If a line in the entries contains the word "rough", list it.

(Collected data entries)
————
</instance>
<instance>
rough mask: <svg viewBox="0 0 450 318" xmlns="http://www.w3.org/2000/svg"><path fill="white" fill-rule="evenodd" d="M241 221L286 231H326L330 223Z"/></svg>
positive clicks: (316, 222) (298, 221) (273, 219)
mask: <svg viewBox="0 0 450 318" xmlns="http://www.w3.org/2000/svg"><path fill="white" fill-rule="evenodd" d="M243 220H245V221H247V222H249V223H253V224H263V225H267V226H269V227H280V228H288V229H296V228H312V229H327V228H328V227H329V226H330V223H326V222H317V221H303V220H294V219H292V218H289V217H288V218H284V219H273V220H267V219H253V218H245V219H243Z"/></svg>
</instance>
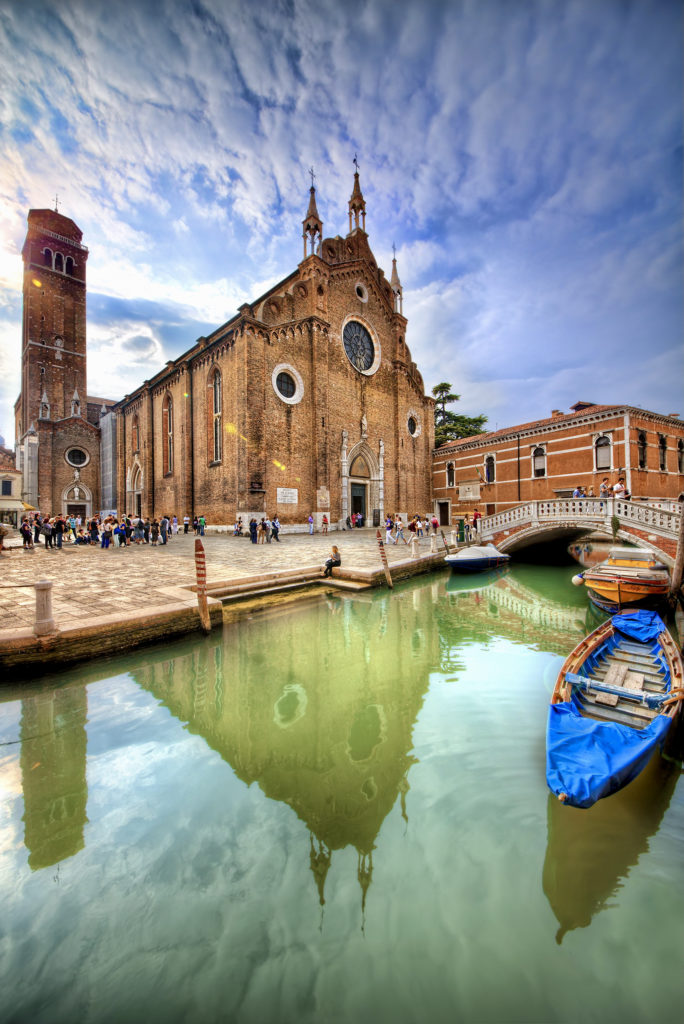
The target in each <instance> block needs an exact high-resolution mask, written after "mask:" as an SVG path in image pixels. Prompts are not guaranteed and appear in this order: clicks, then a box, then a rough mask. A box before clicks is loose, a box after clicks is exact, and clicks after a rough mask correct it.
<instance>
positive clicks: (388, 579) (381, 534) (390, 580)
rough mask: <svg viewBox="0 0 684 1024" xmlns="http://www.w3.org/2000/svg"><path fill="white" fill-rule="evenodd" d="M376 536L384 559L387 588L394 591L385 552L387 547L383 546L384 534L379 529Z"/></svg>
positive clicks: (378, 543)
mask: <svg viewBox="0 0 684 1024" xmlns="http://www.w3.org/2000/svg"><path fill="white" fill-rule="evenodd" d="M375 536H376V537H377V538H378V547H379V548H380V558H381V559H382V567H383V569H384V572H385V580H386V581H387V586H388V587H389V589H390V590H393V589H394V584H393V583H392V575H391V573H390V571H389V565H388V564H387V552H386V551H385V545H384V544H383V540H382V534H381V532H380V530H379V529H378V530H376V535H375Z"/></svg>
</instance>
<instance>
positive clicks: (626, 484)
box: [625, 413, 632, 497]
mask: <svg viewBox="0 0 684 1024" xmlns="http://www.w3.org/2000/svg"><path fill="white" fill-rule="evenodd" d="M625 484H626V486H627V493H628V495H630V497H632V460H631V458H630V414H629V413H625Z"/></svg>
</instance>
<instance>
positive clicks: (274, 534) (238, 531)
mask: <svg viewBox="0 0 684 1024" xmlns="http://www.w3.org/2000/svg"><path fill="white" fill-rule="evenodd" d="M248 532H249V538H250V540H251V542H252V544H270V542H271V541H279V542H280V540H281V538H280V537H279V534H280V532H281V522H280V520H279V518H277V516H276V515H274V516H273V518H272V519H271V518H269V517H268V516H267V515H266V516H262V517H261V519H260V520H259V519H257V518H256V517H255V516H252V518H251V519H250V521H249V525H248ZM232 535H233V537H246V536H247V535H246V534H245V529H244V527H243V519H242V516H239V517H238V521H237V522H236V525H234V528H233V530H232Z"/></svg>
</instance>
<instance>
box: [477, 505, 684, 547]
mask: <svg viewBox="0 0 684 1024" xmlns="http://www.w3.org/2000/svg"><path fill="white" fill-rule="evenodd" d="M612 516H616V517H617V518H618V519H619V522H621V525H625V526H635V527H637V528H639V527H642V528H644V529H649V530H651V531H655V532H656V534H660V535H661V536H665V537H677V535H678V531H679V520H680V516H681V512H679V511H670V510H669V509H664V508H656V507H654V506H652V505H644V504H642V503H641V502H632V501H629V502H628V501H626V500H625V499H622V498H606V499H603V498H557V499H552V500H548V501H540V502H523V503H522V504H521V505H515V506H513V508H510V509H506V511H505V512H496V513H495V514H494V515H488V516H483V517H482V518H481V519H480V527H479V528H480V535H481V537H482V538H487V537H491V536H493V535H494V534H498V532H499V531H500V530H502V529H510V528H511V527H514V526H521V525H524V524H527V523H529V524H540V525H541V524H543V523H544V524H547V523H558V524H560V523H564V522H571V523H581V522H583V521H586V522H587V525H588V526H589V525H591V524H592V523H595V524H596V525H601V526H606V527H607V528H608V530H610V520H611V518H612Z"/></svg>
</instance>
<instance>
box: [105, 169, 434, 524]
————
● **THE COMPLETED TASK**:
rough mask: <svg viewBox="0 0 450 318" xmlns="http://www.w3.org/2000/svg"><path fill="white" fill-rule="evenodd" d="M241 221L286 231H326L330 223Z"/></svg>
The target in each <instance> block needs an exact high-resolution mask, written after "mask:" as an SVG path in image pixels. Prompts are not guaranteed and appear in this order: clicks, then a box, then a rough mask. A box before clicks is loose, a box after clicks is exact, and clicks after a rough mask correct it.
rough mask: <svg viewBox="0 0 684 1024" xmlns="http://www.w3.org/2000/svg"><path fill="white" fill-rule="evenodd" d="M376 536L384 559L387 588L394 591L385 552L387 547L383 546L384 534L379 529Z"/></svg>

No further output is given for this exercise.